__Challenge__: Recast everything from the line containing "Locate every instance of the sky" down to the end of the records as a Markdown table with the columns Row and Line. Number each row and leave out blank lines.

** start Data lines **

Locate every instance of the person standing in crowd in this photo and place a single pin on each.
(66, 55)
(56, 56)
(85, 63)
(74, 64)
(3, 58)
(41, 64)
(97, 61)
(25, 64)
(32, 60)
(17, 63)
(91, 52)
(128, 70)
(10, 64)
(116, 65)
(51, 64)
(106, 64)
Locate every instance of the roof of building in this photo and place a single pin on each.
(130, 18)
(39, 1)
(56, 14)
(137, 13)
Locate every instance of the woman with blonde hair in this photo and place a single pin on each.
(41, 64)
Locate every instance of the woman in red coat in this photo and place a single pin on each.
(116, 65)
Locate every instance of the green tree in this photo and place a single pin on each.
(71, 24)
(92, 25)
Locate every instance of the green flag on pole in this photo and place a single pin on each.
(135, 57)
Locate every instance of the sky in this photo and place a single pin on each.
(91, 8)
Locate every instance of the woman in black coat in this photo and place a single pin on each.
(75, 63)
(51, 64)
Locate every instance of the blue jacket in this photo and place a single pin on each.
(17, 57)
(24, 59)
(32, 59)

** end Data lines **

__Task response__:
| Row | Line |
|---|---|
| 1 | Locate every instance of the sky in this photo and place a single pin on each. |
| 2 | (91, 8) |
| 3 | Locate every instance of the woman in black coat in this photo and place a single pin on each. |
| 4 | (75, 63) |
| 5 | (51, 64) |
| 6 | Locate every instance of the blue jacket in this photo and place a single pin on each. |
| 7 | (17, 57) |
| 8 | (24, 59) |
| 9 | (32, 59) |